-- start of GIVEN TEXT --
INFLIGHT
FIRE
By Captain Shem Malmquist
- June 2, 1983, Air Canada flight 797 experienced an in-flight fire. The first hint of smoke odor occurred at 1900 CDT. The crew had thought they had extinguished the fire. At 1907 CDT the smell of smoke returned, and just two minutes later aircraft electrical systems began to fail. The flight crew was able to get the aircraft on the ground, landing just 13 minutes later. 90 seconds later the fire flashed over, killing 23 passengers.
- February 7, 2006, a UPS DC-8 crew detected a faint odor that smelled like burning wood as they descended from FL330 enroute to Philadelphia. 25 minutes later they touched down on 27R at PHL. The crew stopped the aircraft and the cockpit filled with smoke. The crew evacuated and the aircraft subsequently became engulfed in flames.
- September 5, 1996, a FedEx DC-10 crew responded to in-flight smoke. Landing just 18 minutes later inNewburgh, New York, the crew and jumpseaters evacuated the aircraft. The aircraft was destroyed by fire.
- September 2, 1998, just barely over two years later, a Swissair MD-11 crashed less than 21 minutes after the pilots first noticed an unusual odor in the cockpit.
- September 3, 2010, a UPS 747-400 crashed while attempting to land in Dubai, UAE. The flight was approximately 120 miles west of Dubai when the crew first declared an emergency.
As with any other emergency, surviving an in-flight fire requires
sound procedures and regular training to ensure we, the flight crew, follows
those procedures. Unfortunately, a fire is one emergency that can kill you even
if you do everything right, as the resources traditionally available to us have
significant limitations.
Pilots are paid to manage risk. The procedures flying a passenger
aircraft are limited by such factors as passenger oxygen. Cargo aircraft have a
different set of concerns. Regardless of whether you fly passenger or cargo
aircraft, knowing what tools are out there is worthwhile. Consider, for example,
the procedures to depressurize the aircraft to an altitude as determined by the
manufacturer, a standard part of the checklist for cargo aircraft. FAA tested
this procedure and found that:
... test results showed a reduced burn rate for all materials tested
as the altitude increased (pressure decreased). The decreased burn rate was
nearly linear, slightly greater than a reduced rate of 2% per 1000 feet. Testing
of lithium metal and lithium ion batteries, a fire safety area of concern for
all transportation modes, showed that altitude had little or no effect on the
reaction. However, the time needed to heat the batteries to the point of
reaction was increased, because of the reduced burn rate of the fuel supplying
the heat, as altitude was increased (pressure reduced).
-- end of GIVEN TEXT --
-- start of GIVEN DATA --
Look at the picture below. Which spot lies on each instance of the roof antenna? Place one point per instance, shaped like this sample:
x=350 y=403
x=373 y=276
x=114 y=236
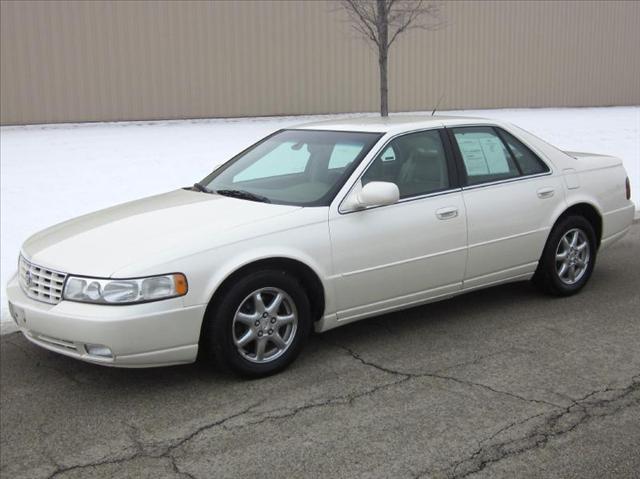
-- end of GIVEN DATA --
[OBJECTIVES]:
**A.** In the in-flight fire article, how many passengers were killed when the fire on Air Canada flight 797 flashed over?
**B.** Transcribe the part of the in-flight fire article that opens with the words containing "- February 7, 2006, a" and closes with "destroyed by fire.".
**C.** Go on with the in-flight fire article, picking up after its final sentence.

[REPLIES]:
**A.** 23 passengers.

**B.**
- February 7, 2006, a UPS DC-8 crew detected a faint odor that smelled like burning wood as they descended from FL330 enroute to Philadelphia. 25 minutes later they touched down on 27R at PHL. The crew stopped the aircraft and the cockpit filled with smoke. The crew evacuated and the aircraft subsequently became engulfed in flames.
- September 5, 1996, a FedEx DC-10 crew responded to in-flight smoke. Landing just 18 minutes later inNewburgh, New York, the crew and jumpseaters evacuated the aircraft. The aircraft was destroyed by fire.

**C.**
... test results showed that although depressurization reduced the
initial burning, the fire intensity on decent was greatly accelerated. The
highest depressurization altitude evaluated (25,000 feet) produced the best
initial results but the largest fire on decent.[i]
Absent a better solution, depressurization provides one of the best
known methods to buy us time, but that must be balanced against the needs of
passengers. This is a decision only you can make. Time is what we need to get
on the ground. Knowledge of the research, however, might provide some clues as
to how and when you might want to plan your descent in the event of a
fire.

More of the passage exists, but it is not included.